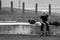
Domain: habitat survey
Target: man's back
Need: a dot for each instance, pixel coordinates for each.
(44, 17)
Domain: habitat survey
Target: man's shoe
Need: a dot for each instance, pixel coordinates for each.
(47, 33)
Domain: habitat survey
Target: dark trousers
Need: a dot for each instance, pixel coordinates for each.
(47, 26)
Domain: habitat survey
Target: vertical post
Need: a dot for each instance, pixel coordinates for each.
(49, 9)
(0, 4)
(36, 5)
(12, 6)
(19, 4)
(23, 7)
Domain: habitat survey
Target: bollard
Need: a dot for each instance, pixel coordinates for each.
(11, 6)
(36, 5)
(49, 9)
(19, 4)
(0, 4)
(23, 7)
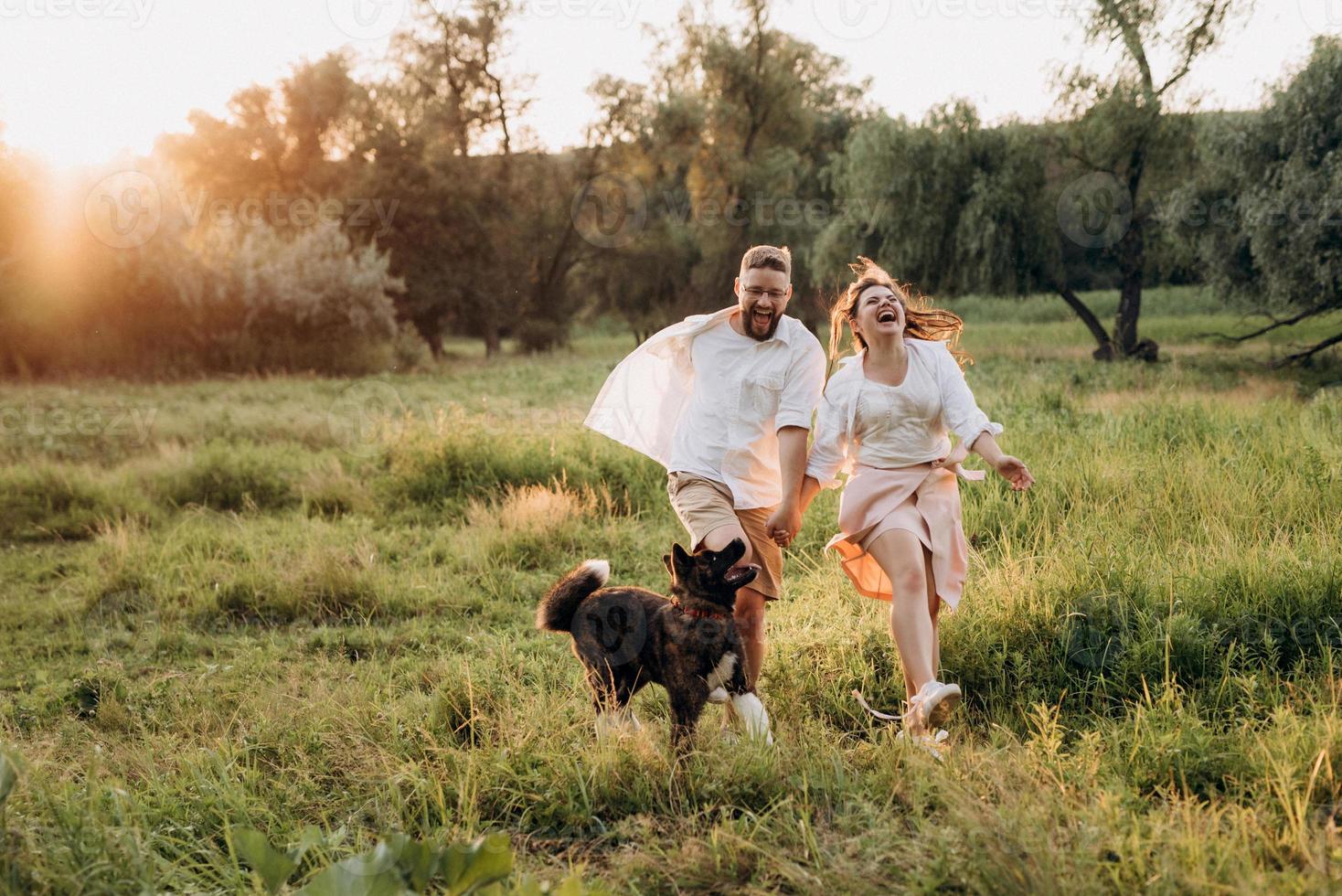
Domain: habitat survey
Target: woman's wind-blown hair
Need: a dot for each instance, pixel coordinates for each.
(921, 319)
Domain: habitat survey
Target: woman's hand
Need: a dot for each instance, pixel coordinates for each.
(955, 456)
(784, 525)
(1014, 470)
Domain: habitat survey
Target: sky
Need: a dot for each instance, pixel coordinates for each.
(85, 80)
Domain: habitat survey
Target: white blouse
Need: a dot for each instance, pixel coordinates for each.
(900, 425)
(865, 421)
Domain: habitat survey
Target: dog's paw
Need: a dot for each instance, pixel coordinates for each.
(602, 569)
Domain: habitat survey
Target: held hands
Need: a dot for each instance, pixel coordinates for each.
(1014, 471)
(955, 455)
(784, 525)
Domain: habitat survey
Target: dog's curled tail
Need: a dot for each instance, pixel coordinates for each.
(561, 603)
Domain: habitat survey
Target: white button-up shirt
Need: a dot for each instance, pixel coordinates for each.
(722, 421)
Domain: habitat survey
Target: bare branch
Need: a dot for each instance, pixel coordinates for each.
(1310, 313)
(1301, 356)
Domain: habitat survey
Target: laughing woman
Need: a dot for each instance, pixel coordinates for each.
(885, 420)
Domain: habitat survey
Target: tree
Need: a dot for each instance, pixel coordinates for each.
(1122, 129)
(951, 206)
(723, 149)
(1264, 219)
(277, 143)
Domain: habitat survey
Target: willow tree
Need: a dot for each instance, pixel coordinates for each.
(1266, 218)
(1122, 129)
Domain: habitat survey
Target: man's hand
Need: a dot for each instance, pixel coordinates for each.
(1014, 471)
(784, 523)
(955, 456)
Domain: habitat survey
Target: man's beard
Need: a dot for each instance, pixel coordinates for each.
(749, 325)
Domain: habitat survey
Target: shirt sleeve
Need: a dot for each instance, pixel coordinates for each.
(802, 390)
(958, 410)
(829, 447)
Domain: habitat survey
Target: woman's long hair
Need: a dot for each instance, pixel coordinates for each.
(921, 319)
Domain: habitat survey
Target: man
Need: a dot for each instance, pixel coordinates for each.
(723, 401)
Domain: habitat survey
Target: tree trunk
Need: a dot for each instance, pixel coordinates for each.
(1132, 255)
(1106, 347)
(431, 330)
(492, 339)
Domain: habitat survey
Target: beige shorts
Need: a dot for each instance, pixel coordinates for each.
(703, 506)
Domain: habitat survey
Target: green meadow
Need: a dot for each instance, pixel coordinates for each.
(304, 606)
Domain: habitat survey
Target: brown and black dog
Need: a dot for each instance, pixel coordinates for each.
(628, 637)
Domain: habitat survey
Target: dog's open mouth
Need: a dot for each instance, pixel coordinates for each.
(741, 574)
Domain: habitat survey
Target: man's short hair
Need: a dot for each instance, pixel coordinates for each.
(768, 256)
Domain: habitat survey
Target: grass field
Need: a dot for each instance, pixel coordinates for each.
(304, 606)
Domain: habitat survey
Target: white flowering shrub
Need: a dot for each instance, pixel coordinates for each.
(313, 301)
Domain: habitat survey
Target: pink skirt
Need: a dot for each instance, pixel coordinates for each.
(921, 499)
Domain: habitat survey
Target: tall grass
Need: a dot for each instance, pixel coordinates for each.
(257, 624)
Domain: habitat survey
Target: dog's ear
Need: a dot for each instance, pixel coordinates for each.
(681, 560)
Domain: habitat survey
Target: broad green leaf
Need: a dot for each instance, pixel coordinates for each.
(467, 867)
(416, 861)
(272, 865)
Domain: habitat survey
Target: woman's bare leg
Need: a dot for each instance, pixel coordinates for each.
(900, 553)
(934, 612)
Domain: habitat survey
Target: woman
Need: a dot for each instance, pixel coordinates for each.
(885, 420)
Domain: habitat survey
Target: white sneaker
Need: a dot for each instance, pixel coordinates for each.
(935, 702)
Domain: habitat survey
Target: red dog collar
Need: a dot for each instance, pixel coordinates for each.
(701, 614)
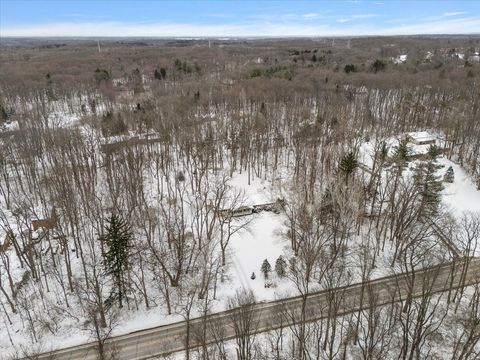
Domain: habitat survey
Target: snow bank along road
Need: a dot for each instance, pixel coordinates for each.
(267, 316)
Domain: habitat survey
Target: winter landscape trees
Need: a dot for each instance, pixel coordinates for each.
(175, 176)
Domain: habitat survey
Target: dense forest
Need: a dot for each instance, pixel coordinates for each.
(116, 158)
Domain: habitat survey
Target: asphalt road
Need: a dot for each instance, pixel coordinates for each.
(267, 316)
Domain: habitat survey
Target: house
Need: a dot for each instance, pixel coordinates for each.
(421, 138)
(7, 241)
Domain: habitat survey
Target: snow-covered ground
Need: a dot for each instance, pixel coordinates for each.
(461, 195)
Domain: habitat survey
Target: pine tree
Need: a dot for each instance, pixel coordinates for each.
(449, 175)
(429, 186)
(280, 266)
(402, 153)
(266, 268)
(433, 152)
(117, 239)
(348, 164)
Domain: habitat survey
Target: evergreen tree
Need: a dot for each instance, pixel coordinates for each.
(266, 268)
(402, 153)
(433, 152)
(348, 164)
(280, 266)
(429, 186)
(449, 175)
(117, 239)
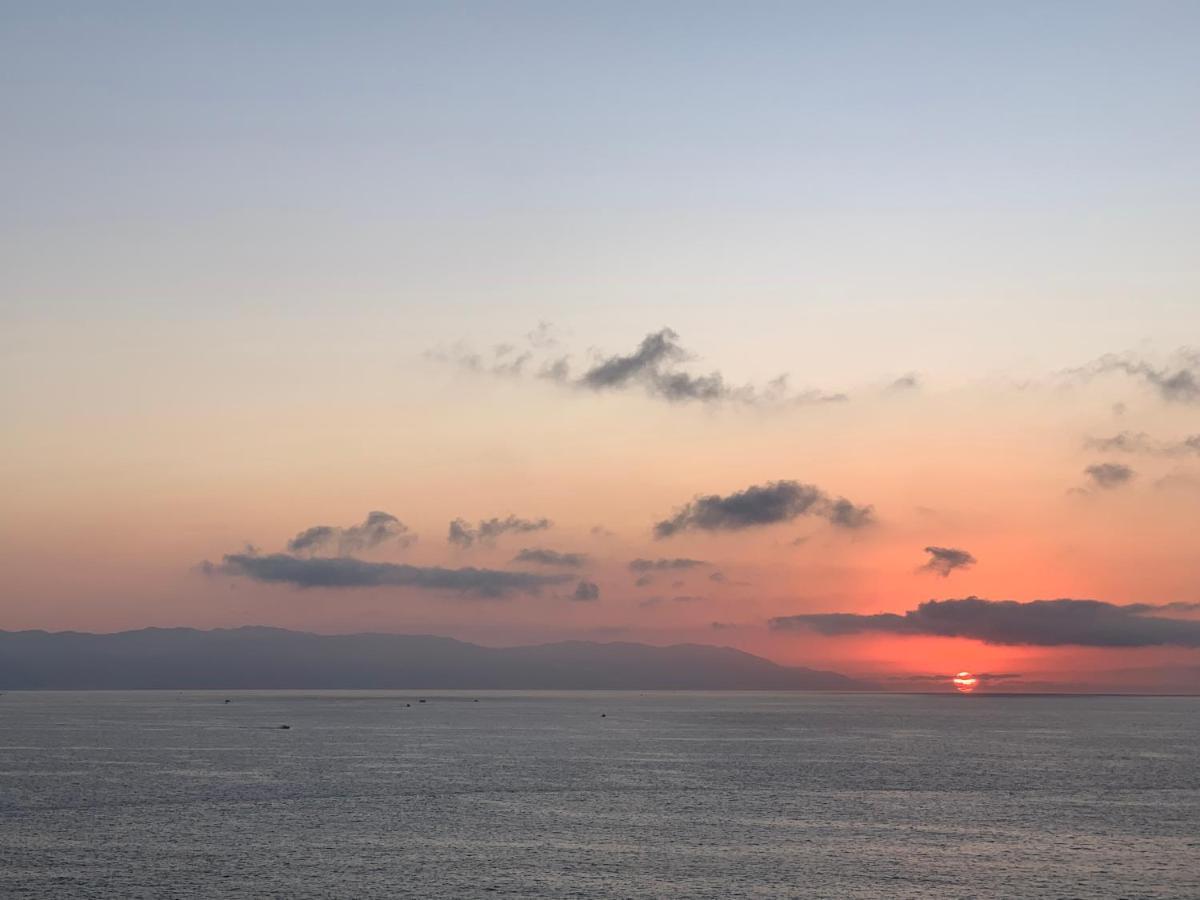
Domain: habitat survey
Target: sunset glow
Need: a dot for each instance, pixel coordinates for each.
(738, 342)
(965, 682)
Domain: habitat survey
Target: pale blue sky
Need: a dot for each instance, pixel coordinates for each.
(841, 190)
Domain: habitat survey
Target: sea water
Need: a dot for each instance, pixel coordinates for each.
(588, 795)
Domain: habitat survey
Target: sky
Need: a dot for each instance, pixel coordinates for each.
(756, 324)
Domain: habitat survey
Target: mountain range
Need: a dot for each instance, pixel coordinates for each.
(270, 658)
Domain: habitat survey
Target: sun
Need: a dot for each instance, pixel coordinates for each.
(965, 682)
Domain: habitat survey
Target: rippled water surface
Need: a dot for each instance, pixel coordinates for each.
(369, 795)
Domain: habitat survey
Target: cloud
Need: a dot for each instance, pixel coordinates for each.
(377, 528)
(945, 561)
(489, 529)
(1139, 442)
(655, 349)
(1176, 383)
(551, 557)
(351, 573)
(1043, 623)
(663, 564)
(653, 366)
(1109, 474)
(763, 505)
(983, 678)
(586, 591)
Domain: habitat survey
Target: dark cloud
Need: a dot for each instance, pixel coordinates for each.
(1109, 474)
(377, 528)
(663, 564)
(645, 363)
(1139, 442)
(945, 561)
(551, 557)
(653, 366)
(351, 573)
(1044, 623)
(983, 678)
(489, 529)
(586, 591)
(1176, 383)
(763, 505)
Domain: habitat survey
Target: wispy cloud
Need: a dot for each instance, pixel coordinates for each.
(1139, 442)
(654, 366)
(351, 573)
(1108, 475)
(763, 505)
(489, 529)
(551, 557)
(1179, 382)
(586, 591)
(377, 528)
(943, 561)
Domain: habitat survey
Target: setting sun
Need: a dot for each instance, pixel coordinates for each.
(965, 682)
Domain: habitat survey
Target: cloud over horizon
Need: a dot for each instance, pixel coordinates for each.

===

* **WORK TO BE COMPLETED**:
Output all the lines above as a numbered list, skipping any blank lines and leaving the pictures out.

* **RIGHT ANSWER**:
1. Domain: habitat survey
2. Target: man's back
3. Need: a dot for each instance, pixel coordinates for each.
4. (44, 17)
5. Domain: habitat survey
6. Target: man's shoe
7. Need: a dot for each instance, pixel coordinates for each.
8. (47, 33)
9. Domain: habitat survey
10. Target: dark trousers
11. Need: a dot for each instance, pixel coordinates for each.
12. (47, 26)
13. Domain: habitat survey
14. Target: vertical post
15. Need: a dot for each instance, pixel coordinates for each.
16. (49, 9)
17. (0, 4)
18. (36, 5)
19. (12, 6)
20. (19, 4)
21. (23, 7)
22. Domain: habitat survey
23. Target: bollard
24. Need: a dot for each instance, pixel coordinates for each.
25. (11, 6)
26. (36, 5)
27. (49, 9)
28. (19, 4)
29. (0, 4)
30. (23, 7)
31. Domain: habitat survey
32. Target: woman's wind-blown hair
33. Need: a dot for each instance, pixel coordinates for each.
34. (921, 319)
35. Domain: habitat survey
36. Target: woman's hand
37. Need: a dot for each instance, pixel coordinates for each.
38. (955, 456)
39. (784, 525)
40. (1014, 470)
41. Domain: habitat survey
42. Target: sky
43. Need: a dot for each instance, pixel coordinates for each.
44. (85, 80)
45. Domain: habitat survey
46. Target: white blouse
47. Need: a dot for each instance, pixel coordinates for each.
48. (900, 425)
49. (865, 421)
50. Domain: habitat survey
51. Target: dog's paw
52. Need: a dot for each instance, pixel coordinates for each.
53. (602, 569)
54. Domain: habitat survey
55. Target: held hands
56. Need: a dot for each instance, pixel coordinates for each.
57. (1014, 471)
58. (955, 455)
59. (784, 525)
60. Domain: habitat survey
61. Target: dog's curled tail
62. Need: a dot for each instance, pixel coordinates for each.
63. (561, 603)
64. Domain: habitat survey
65. Target: white button-up shirt
66. Need: a dot for each instance, pixel coordinates for each.
67. (722, 421)
68. Domain: habitat survey
69. Target: bare branch
70. Need: a dot for each instance, pixel coordinates for each.
71. (1310, 313)
72. (1301, 356)
73. Domain: habitat survey
74. Target: laughing woman
75. Need: a dot for each instance, pixel coordinates for each.
76. (885, 420)
77. Domain: habitat survey
78. Target: tree
79. Need: a dot for each instance, pixel coordinates for each.
80. (1122, 129)
81. (951, 206)
82. (723, 149)
83. (1264, 219)
84. (277, 143)
85. Domain: habitat survey
86. Target: willow tree
87. Need: a dot for each instance, pixel coordinates for each.
88. (1266, 218)
89. (1122, 129)
90. Domain: habitat survey
91. Target: man's hand
92. Need: a dot for each instance, pixel coordinates for each.
93. (1014, 471)
94. (784, 523)
95. (955, 456)
96. Domain: habitat survey
97. Target: man's beard
98. Need: a dot for each instance, pixel coordinates for each.
99. (749, 325)
100. Domain: habitat survey
101. Target: shirt sleeve
102. Need: a dot for each instance, pixel coordinates for each.
103. (802, 390)
104. (958, 410)
105. (829, 447)
106. Domain: habitat survey
107. Target: woman's long hair
108. Need: a dot for each instance, pixel coordinates for each.
109. (921, 319)
110. Domain: habitat survey
111. Target: man
112. Need: a dot for each instance, pixel coordinates for each.
113. (723, 401)
114. Domain: habitat survey
115. Target: tree trunk
116. Need: a dot for each instance, pixel coordinates for each.
117. (1132, 255)
118. (1106, 347)
119. (431, 330)
120. (492, 339)
121. Domain: habitat survey
122. Target: beige shorts
123. Need: a dot for each instance, pixel coordinates for each.
124. (703, 506)
125. Domain: habitat survey
126. Target: green meadow
127. Need: a dot for each instance, pixel coordinates for each.
128. (304, 606)
129. Domain: habitat survey
130. Target: brown and black dog
131. Need: a dot for each instance, pixel coordinates for each.
132. (628, 637)
133. Domain: habitat survey
134. Target: dog's open mouth
135. Need: a dot for each instance, pixel coordinates for each.
136. (741, 574)
137. Domain: habitat survey
138. Target: man's short hair
139. Need: a dot for each instance, pixel coordinates for each.
140. (768, 256)
141. Domain: habitat survey
142. Target: grass field
143. Need: a dot for each instance, pixel coordinates for each.
144. (304, 606)
145. Domain: habitat survey
146. Target: white flowering shrub
147. Need: a dot for each instance, pixel coordinates for each.
148. (313, 301)
149. Domain: habitat survey
150. Target: pink skirt
151. Need: a dot for each instance, pixel coordinates for each.
152. (921, 499)
153. Domain: habitat survey
154. Target: tall grass
155. Need: a dot for each instance, pixel coordinates for each.
156. (257, 624)
157. Domain: habitat survey
158. Target: dog's ear
159. Need: a dot for each instance, pixel coordinates for each.
160. (681, 560)
161. Domain: habitat survey
162. Target: broad green leaf
163. Need: a dot for each instance, pixel coordinates for each.
164. (467, 867)
165. (416, 861)
166. (272, 865)
167. Domain: habitat survey
168. Target: woman's bare leg
169. Need: a dot for each instance, pixel coordinates for each.
170. (900, 553)
171. (934, 612)
172. Domain: habitat survey
173. Target: woman
174. Need: a dot for each instance, pixel coordinates for each.
175. (885, 420)
176. Domain: habitat survey
177. Target: white sneaker
178. Need: a dot for each instance, pixel coordinates for each.
179. (935, 702)
180. Domain: habitat survey
181. Target: red dog collar
182. Need: a dot for each instance, pixel coordinates for each.
183. (701, 614)
184. Domain: habitat survey
185. Target: snow bank along road
186. Need: a dot for each instance, pixel coordinates for each.
187. (267, 316)
188. Domain: habitat survey
189. Target: winter landscape trees
190. Need: a dot for each instance, pixel coordinates for each.
191. (175, 176)
192. Domain: habitat survey
193. Target: dense forest
194. Need: a dot for each instance, pixel coordinates for each.
195. (116, 158)
196. Domain: habitat survey
197. Target: asphalt road
198. Need: a dot for each instance, pixel coordinates for each.
199. (267, 316)
200. Domain: habitat survey
201. Target: house
202. Need: a dot for each instance, pixel coordinates for each.
203. (421, 138)
204. (7, 241)
205. Domain: habitat survey
206. Target: snow-covered ground
207. Need: a dot for each instance, pixel coordinates for each.
208. (461, 195)
209. Domain: habitat survey
210. Target: pine tree
211. Need: a dot for each instance, pixel coordinates for each.
212. (449, 175)
213. (429, 186)
214. (280, 266)
215. (402, 153)
216. (266, 268)
217. (433, 152)
218. (117, 239)
219. (348, 164)
220. Domain: habitat survey
221. Target: evergreen tree
222. Need: a dot for each instance, pixel coordinates for each.
223. (266, 268)
224. (402, 153)
225. (433, 152)
226. (348, 164)
227. (280, 266)
228. (429, 186)
229. (449, 175)
230. (117, 239)
231. Domain: habitat survey
232. Target: sunset glow
233. Need: a dot for each instance, pixel coordinates for each.
234. (738, 342)
235. (965, 682)
236. Domain: habitat survey
237. Target: pale blue sky
238. Need: a dot for each instance, pixel coordinates for each.
239. (841, 190)
240. Domain: habitat survey
241. Target: sea water
242. Need: a dot for each instance, pixel coordinates for each.
243. (588, 795)
244. Domain: habitat survey
245. Target: sky
246. Need: a dot for each instance, pixel coordinates for each.
247. (756, 324)
248. Domain: habitat survey
249. Target: mountain range
250. Need: a dot for each instance, pixel coordinates for each.
251. (270, 658)
252. Domain: habitat survey
253. Target: sun
254. Need: a dot for each instance, pixel coordinates for each.
255. (965, 682)
256. Domain: habitat survey
257. Target: rippled water surface
258. Need: a dot for each instance, pixel coordinates for each.
259. (369, 795)
260. Domain: habitat survey
261. Target: cloud
262. Need: a dot for each instance, pixel coordinates for each.
263. (377, 528)
264. (945, 561)
265. (489, 529)
266. (1139, 442)
267. (655, 349)
268. (1176, 383)
269. (551, 557)
270. (351, 573)
271. (1043, 623)
272. (663, 564)
273. (653, 366)
274. (1109, 474)
275. (763, 505)
276. (983, 678)
277. (586, 591)
278. Domain: habitat survey
279. Target: dark cloud
280. Need: a dot for each instance, pixel coordinates for each.
281. (1109, 474)
282. (377, 528)
283. (663, 564)
284. (645, 363)
285. (1139, 442)
286. (945, 561)
287. (551, 557)
288. (653, 366)
289. (351, 573)
290. (1044, 623)
291. (983, 678)
292. (489, 529)
293. (586, 591)
294. (1176, 383)
295. (763, 505)
296. Domain: habitat survey
297. Target: wispy cloud
298. Need: a dot for each instance, pixel coordinates for each.
299. (1139, 442)
300. (654, 366)
301. (351, 573)
302. (1108, 475)
303. (763, 505)
304. (489, 529)
305. (551, 557)
306. (1179, 382)
307. (586, 591)
308. (377, 528)
309. (943, 561)
310. Domain: habitat survey
311. Target: setting sun
312. Need: a dot for each instance, pixel coordinates for each.
313. (965, 682)
314. Domain: habitat survey
315. Target: cloud over horizon
316. Need: a dot for each instance, pixel coordinates for each.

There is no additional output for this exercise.